■ DIRECTION:
Repeat every line of the listing below verbatim, leaving out the pictures.
---------- TASK DATA
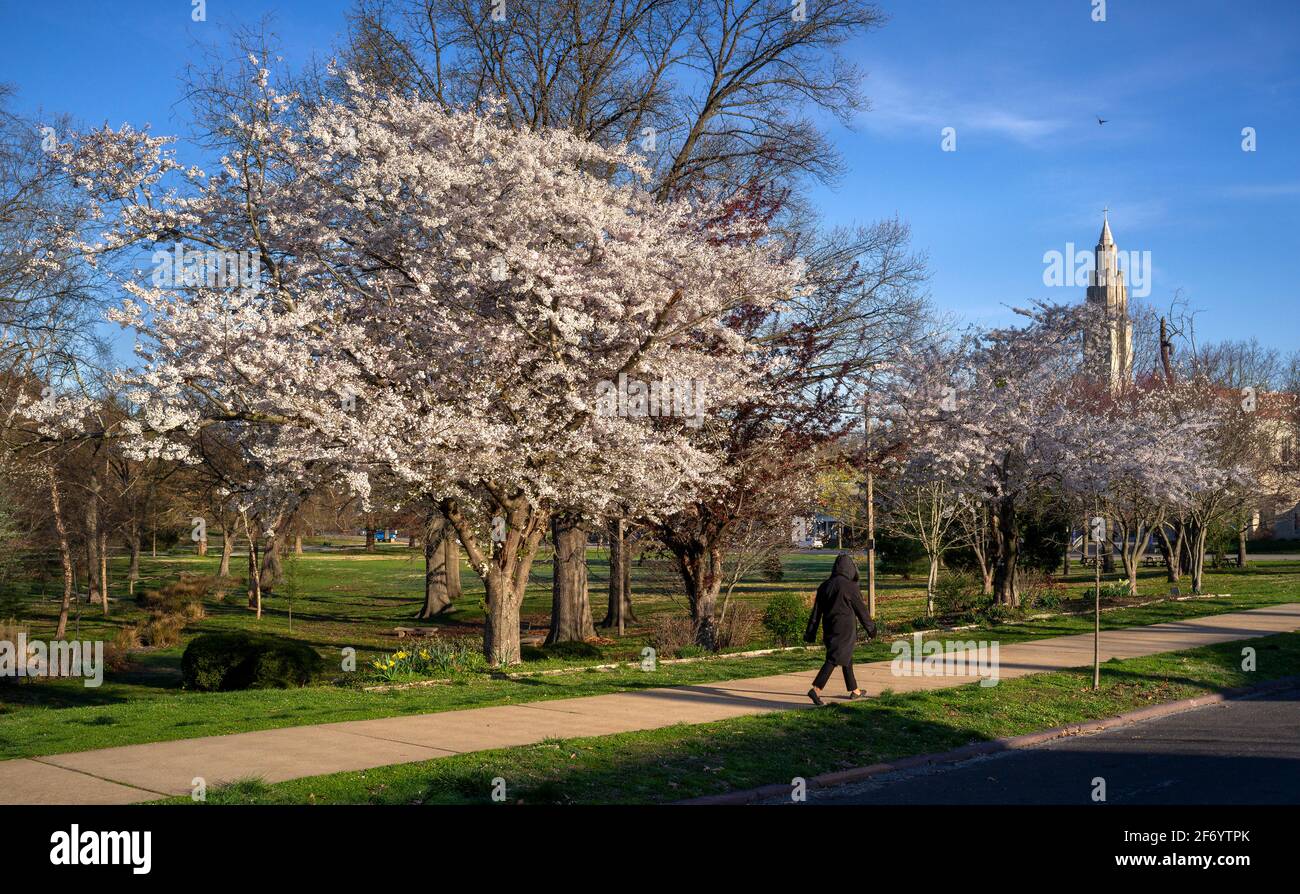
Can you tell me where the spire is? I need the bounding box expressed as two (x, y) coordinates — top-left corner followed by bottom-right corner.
(1097, 208), (1115, 246)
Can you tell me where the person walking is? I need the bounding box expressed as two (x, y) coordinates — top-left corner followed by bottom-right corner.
(803, 552), (876, 706)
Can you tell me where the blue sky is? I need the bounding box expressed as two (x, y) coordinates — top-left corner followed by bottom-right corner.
(0, 0), (1300, 351)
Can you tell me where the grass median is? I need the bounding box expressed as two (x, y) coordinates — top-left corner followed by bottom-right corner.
(172, 633), (1300, 804)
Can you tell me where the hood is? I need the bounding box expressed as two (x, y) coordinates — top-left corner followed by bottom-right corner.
(831, 552), (858, 581)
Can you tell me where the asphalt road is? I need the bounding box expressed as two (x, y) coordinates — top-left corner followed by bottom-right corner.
(807, 689), (1300, 804)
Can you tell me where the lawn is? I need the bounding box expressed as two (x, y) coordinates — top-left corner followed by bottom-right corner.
(0, 537), (1300, 759)
(166, 634), (1300, 804)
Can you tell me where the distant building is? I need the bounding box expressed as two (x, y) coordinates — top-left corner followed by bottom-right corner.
(1083, 214), (1134, 391)
(1083, 214), (1300, 539)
--------------------
■ RESULT:
Can you tell me where the spire is? I need the bounding box expressed as two (x, y) coordinates — top-left corner followed by bottom-right corner.
(1097, 208), (1115, 246)
Can you tell me where the person walking is? I need the bounding box expressed as two (x, y) coordinates — top-left corner followed by bottom-right corner.
(803, 552), (876, 706)
Can you tell me where the blue sky is? I need the bounding box expressed as two (x, y) coordinates — top-left corner followed by bottom-right corner.
(0, 0), (1300, 351)
Can you tell me where the grass median is? I need the bounding box expressed as two (x, y) coordinates — top-left corner followed by bottom-right corner.
(172, 633), (1300, 804)
Can you tell me where the hood is? I need the bounding box expressed as two (x, y) coordinates — top-left corner followed by bottom-right corner.
(831, 552), (858, 581)
Can you tell me where the asphalt road is? I need the bounding box expressed as two (x, y) coordinates — top-left corner followed by bottom-right corner.
(807, 689), (1300, 804)
Can you tell me where the lawn is? I need the bounding box expressed as two (x, y) coordinates — top-left corner followed by bottom-right corner.
(0, 537), (1300, 759)
(166, 634), (1300, 804)
Can you tell me where the distant building is? I need the bounding box expressed as two (x, y) coordinates — top-left corner followed by bottom-right corner.
(1083, 214), (1134, 391)
(1083, 214), (1300, 539)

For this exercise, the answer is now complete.